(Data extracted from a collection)

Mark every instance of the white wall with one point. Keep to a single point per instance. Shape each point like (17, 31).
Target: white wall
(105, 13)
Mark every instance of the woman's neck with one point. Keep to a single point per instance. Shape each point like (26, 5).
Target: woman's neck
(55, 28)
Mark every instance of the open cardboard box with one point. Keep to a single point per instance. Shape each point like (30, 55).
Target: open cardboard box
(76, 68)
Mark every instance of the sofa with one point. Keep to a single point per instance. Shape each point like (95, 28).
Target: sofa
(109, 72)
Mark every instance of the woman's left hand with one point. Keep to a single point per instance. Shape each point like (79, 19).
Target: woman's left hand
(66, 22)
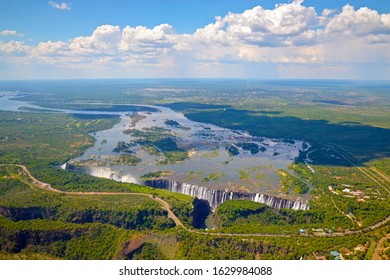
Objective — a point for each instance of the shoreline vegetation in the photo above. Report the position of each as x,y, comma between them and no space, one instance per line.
349,205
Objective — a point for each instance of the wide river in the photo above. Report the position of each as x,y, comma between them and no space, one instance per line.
209,164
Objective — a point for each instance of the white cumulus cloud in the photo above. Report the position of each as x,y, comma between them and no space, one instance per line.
291,36
13,33
60,6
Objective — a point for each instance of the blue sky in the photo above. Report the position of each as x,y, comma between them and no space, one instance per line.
151,38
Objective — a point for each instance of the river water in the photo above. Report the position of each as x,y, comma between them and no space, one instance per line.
209,164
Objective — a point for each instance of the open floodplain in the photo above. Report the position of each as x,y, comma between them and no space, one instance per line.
300,168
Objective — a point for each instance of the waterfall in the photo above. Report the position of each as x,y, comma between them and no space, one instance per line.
105,172
217,197
213,196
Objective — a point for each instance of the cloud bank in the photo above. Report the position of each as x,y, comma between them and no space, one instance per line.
60,6
289,41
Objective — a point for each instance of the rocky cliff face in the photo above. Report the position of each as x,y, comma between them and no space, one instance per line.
217,197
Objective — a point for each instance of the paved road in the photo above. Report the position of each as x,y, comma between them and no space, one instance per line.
378,247
177,221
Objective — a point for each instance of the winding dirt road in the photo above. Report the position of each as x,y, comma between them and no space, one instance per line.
165,205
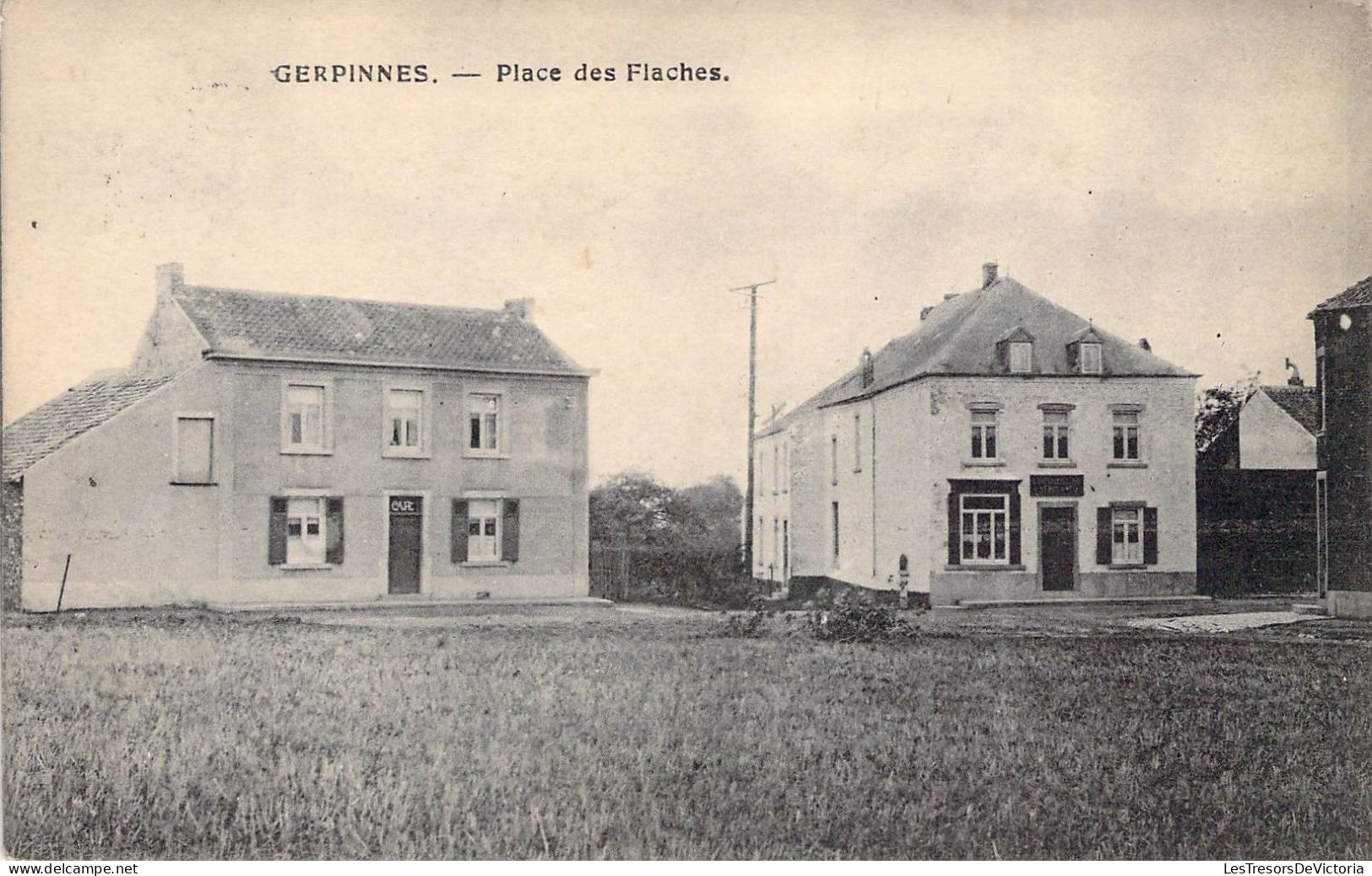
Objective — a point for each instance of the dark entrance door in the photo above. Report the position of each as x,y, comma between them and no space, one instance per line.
1058,547
406,547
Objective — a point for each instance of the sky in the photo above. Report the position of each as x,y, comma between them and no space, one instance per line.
1196,173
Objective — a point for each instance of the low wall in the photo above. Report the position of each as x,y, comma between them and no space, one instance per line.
313,587
1349,603
952,587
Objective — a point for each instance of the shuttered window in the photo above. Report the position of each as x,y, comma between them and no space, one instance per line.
1126,535
305,531
485,531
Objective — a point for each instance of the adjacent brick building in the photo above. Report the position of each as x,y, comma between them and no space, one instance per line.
272,447
1006,448
1255,528
1343,485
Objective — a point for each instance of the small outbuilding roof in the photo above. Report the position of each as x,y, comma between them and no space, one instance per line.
80,408
274,325
1302,403
1357,295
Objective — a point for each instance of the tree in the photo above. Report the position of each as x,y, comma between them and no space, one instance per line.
1218,406
667,544
630,507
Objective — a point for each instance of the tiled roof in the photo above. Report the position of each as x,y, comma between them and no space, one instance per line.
1357,295
80,408
959,338
1302,403
313,327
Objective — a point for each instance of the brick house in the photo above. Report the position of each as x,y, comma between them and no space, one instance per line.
1343,480
272,447
1006,448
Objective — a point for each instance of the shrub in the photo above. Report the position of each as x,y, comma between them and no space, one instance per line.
860,624
751,625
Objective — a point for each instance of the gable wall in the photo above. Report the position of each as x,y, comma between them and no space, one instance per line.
169,342
1271,439
106,498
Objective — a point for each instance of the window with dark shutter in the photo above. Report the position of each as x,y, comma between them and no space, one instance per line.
458,533
954,531
1104,535
334,531
509,531
1014,528
276,533
1150,536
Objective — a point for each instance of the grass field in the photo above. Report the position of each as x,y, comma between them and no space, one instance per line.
594,733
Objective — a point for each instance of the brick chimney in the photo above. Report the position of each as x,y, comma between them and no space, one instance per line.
171,278
988,274
520,309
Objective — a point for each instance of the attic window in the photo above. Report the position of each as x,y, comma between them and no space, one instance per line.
1090,358
1021,357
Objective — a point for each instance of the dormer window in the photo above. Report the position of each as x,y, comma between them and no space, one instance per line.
1090,358
1086,354
1014,351
1021,357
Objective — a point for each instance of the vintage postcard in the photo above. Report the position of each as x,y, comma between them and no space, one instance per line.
724,430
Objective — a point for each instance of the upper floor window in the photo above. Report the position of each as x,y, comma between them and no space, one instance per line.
193,450
483,424
1125,436
1084,353
1090,358
984,435
1021,357
856,441
1014,351
302,419
1057,435
404,421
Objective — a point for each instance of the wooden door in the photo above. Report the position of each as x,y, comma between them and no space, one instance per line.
1058,547
406,544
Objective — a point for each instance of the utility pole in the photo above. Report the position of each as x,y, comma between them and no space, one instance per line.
752,416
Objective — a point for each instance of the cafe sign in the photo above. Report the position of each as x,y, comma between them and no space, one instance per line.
406,505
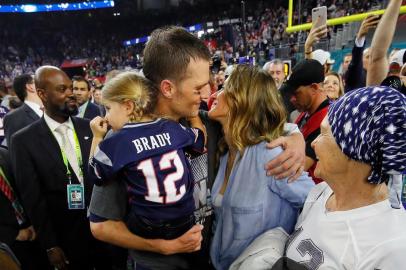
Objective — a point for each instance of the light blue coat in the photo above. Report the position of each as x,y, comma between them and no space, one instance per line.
253,203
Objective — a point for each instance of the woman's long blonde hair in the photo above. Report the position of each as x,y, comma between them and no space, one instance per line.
256,111
131,86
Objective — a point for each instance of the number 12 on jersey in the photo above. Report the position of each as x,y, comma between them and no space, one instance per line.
171,193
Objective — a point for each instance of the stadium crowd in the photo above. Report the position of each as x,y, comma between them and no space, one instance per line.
185,153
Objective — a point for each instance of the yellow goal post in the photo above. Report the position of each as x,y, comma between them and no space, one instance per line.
336,21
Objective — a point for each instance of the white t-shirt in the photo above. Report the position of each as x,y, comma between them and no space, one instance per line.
368,238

◆ Assignment:
From the first line to the last, write out the data exactly, omitting any pictures.

◆ Worked solution:
Mark every instance of the white wall with one point. Keep to a single point per instance. Shape each point like (17, 31).
Target: white wall
(105, 13)
Mark every instance of the woman's neck with one point. Keep to a single point per instance. Shape each point like (26, 5).
Target: woman's neck
(55, 28)
Mark every instance of the open cardboard box with one point. Keep to a single point per instance. Shape each point like (30, 55).
Target: open cardboard box
(76, 68)
Mark every instance of the sofa with one point. Keep to a single point per instance. Shape each point like (95, 28).
Target: sofa
(109, 72)
Mark every instance of the woman's left hand with one point. Keep to a single point per instance. Shape each point like (79, 19).
Target: woman's left hand
(66, 22)
Objective — a point for each instance of the shoreline vegetation in the photo above. Report the position of each as x,y, comma between them and no space, one instance per line.
349,205
Objective — a point for each instance of the wide river in the photo above. Report the position of each as x,y, comma between them and no space, one instance per line.
209,164
Objective — a point for each instance of the white cumulus cloud in the photo above. Report the position of each as x,y, comma between them and no space, one instance per line.
291,36
13,33
60,6
Objective — a point for each instance of the blue sky in the photo above. Report the position of each as x,y, comma between them and no space, one instance per line.
151,38
Objective — a point for each instance of the river water in the photo above. Report the position of each as x,y, comma between them and no space, one instance per line.
209,164
Objective — a point for each instance of the open floodplain in the photo above. Report the position of each as x,y, comma between them and no space, one instance per line.
300,168
Objective — a point for each instance of the waterfall in the photo above. Report the position of each as x,y, comma between them and no space, one instance per line.
105,172
217,197
213,196
Objective — a point for each instance of the cloud bank in the photo above. Report the position of each as x,y, comma between them and no space, one instance per line.
60,6
289,41
Objective — a point for each instance of the rocky cliff face in the photo above. Report the position of each as x,y, comma between them and no space, one instance per line.
217,197
Objective — a point for each instance of the paved road in the photo above. Report the position of each as x,y, comma between them and no space, one instance per line.
378,247
177,221
Objective — a point for each instance of the winding dirt road in the photo above. Report the position of each as x,y, comma between them and no space, one instance per line.
165,205
Objective — a point for each instance of the dark entrance door in the photo above. Report the position of each as x,y, comma between them and no space, one instance per line.
1058,547
406,547
Objective — a point for each instance of the sky in the photo above. Report the position of each as x,y, comma between them and no space, one instance per line.
1196,173
Objective — a point for each instance of the low wall in the photo above. Report the position of each as x,y, comma between them and no space, one instance per line.
313,587
1349,603
952,587
Objective — a point for each instance of the shuttered window in the photo above. Report the position of each as x,y, comma between them and no space, one instance per line.
1126,535
305,531
485,531
Objective — a point for each instance of the adjacent brick building in the photo above. Report the position of each as x,y, comma between them and no space, one instance per line.
272,447
1006,448
1255,528
1343,485
Objective — a point for each instance of the small outbuilding roof in the photo above. Report the position of each as x,y, comma between them and no space, one instance per line.
80,408
274,325
1302,403
1357,295
Objective — a point for each instance of the tree in the photo above. Report the position of each as x,y, comma between them and no space, one instance per line.
1218,406
667,544
630,507
Objective — a point for each instance of the tiled roof in the photo above. Report the position of each as x,y, comma between them and no space, one instance per line.
1357,295
80,408
959,338
1302,403
313,327
Objective — a point for each instance of the brick house in the photo above. Report the position of each as x,y, comma between them and no space, one instance per line.
1343,480
272,447
1006,448
Objective — a point for each instance of the shrub in the photo above. Report the position of each as x,y, comma between them and no space, one instance per line.
860,624
751,625
Objective — a point for each instance of the gable wall in the photo above. Report the position of each as x,y, comma between them and no space, one instance per line.
169,342
1271,439
106,498
Objective — a point for each instance of the window with dark shutter in the photo above. Report the position of each as x,y, comma between them and no space, one instance per line.
458,533
954,531
1104,535
334,531
509,531
1014,528
276,533
1150,536
Objective — a point for each instance of the grass field in the photo above. Report the position of each as x,y, comma between them and no space, one instance per line.
594,733
Objective — a point for each instance of the brick chimney in the photo above. Report the position of each as x,y, comma between them and no space, one instance per line.
171,278
988,274
520,309
Objective — a point for each instance of the attic window in the photo above. Report the position of each as x,y, comma between them and no space, one instance per line.
1090,358
1021,357
Objective — a point for each instance of the dormer window in the photo above. Report the position of each as x,y, comma between them and no space, one instance per line.
1090,358
1086,354
1014,351
1021,357
Objective — a point for each instance of the vintage postcard in the photo above. Report the position of each as x,y, comma between them and no space, one instance per line.
724,430
Objective — a point for each instance of the upper floor window in the photo above. Report the position of each as x,y, comma between them and no space, one instance per line.
193,450
483,424
1125,436
1084,353
1090,358
984,435
1021,357
856,441
1014,351
302,419
1057,435
404,421
Objective — a point for each instance of the wooden door in the photo above. Report the position of each as x,y, comma between them and no space, one instance per line.
1058,547
406,544
Objective — a point for each instance of the utility pole in the photo above. Report the position of each as x,y, comma between them and no space, one instance per line.
752,416
Objective — a point for each instance of the cafe sign in the photo above. Report the position of each as x,y, comma between them and no space, one instance per line.
406,505
Objective — a point for each instance of the light blue coat in the photo above. Report the position of each as x,y, comma between them and no space, one instance per line.
253,203
Objective — a point for each instance of the woman's long blonde hair in the photo above. Report the position of each as x,y, comma between them and no space, one instance per line.
256,111
131,86
Objective — a point for each instance of the number 12 on jersey in the photo above. Report the position of each as x,y, comma between them and no space, one instance per line.
171,193
Objective — a point for each instance of the stadium crowd in the photo above. Report the position of each as x,y, comma between them and no space, one instance per line.
185,153
Objective — a point for each instance of the yellow goal post in the photo above. Report the position of each as x,y, comma between them and no space, one instance per line.
336,21
Objective — a point for each instance of the white t-shirt in the photo above. Report the position of each as x,y, comma between them and no space, one instance per line.
368,238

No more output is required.